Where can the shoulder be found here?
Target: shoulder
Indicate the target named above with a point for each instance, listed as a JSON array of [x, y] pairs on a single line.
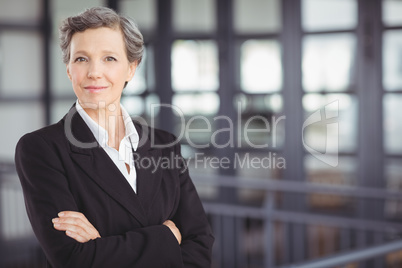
[[49, 134], [157, 137]]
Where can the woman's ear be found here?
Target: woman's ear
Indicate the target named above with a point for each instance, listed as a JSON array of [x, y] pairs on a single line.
[[131, 72], [68, 71]]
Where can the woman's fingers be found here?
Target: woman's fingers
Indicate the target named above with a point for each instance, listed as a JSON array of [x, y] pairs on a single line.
[[76, 226]]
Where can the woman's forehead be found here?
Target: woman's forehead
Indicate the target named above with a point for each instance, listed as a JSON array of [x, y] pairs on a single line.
[[98, 39]]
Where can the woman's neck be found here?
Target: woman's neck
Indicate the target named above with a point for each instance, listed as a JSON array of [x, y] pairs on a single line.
[[111, 119]]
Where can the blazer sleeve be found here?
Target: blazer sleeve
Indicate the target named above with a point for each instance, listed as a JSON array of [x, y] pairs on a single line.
[[190, 218], [46, 191]]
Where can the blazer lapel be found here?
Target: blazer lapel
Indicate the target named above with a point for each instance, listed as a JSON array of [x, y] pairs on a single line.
[[95, 162], [148, 162]]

+++

# Work instructions
Rewrite all of the records above with every "woman's" swapped for "person's", keeping everything else the same. Leave out the pictures.

# Task solution
Where can the shoulder be found here?
Target: shoulder
Indicate the target named above with a point for each instance, listed as a JSON array of [x, y] pairs on a single line.
[[49, 134], [157, 137]]
Where can the person's ear be found here?
Target: person's ear
Indicate the target named above with a point for each instance, listed as a JSON array of [x, y] pairs on a single line.
[[131, 72], [68, 71]]
Where can the person's fingers be found here?
Target: person's fingers
Indicate the target named above with a point for each instance, listed as a JSON array of [x, y] pairs on a single line.
[[76, 226]]
Where can the person's forehead be found here?
Target: person's forehead
Indicate the target named above with a point for each instance, listed as a JSON array of [x, y] pairs on a single line.
[[98, 39]]
Where can the person's neck be found here?
Target: person's neck
Indicate the target named above with a point for each instance, listed as a JSON array of [x, y] pairs on a single line.
[[111, 119]]
Where can the blazer sleeve be found here?
Target: blazer sleeve
Indicate the target named above with a point for each instance, listed as a JSON array of [x, y] pairs on a single line.
[[190, 218], [46, 191]]
Where can the blazer lapel be found here?
Target: blazer lapel
Indicate the target named above with a point for each instance, listed as a JSON array of [x, y] pairs on a single line.
[[95, 162], [148, 162]]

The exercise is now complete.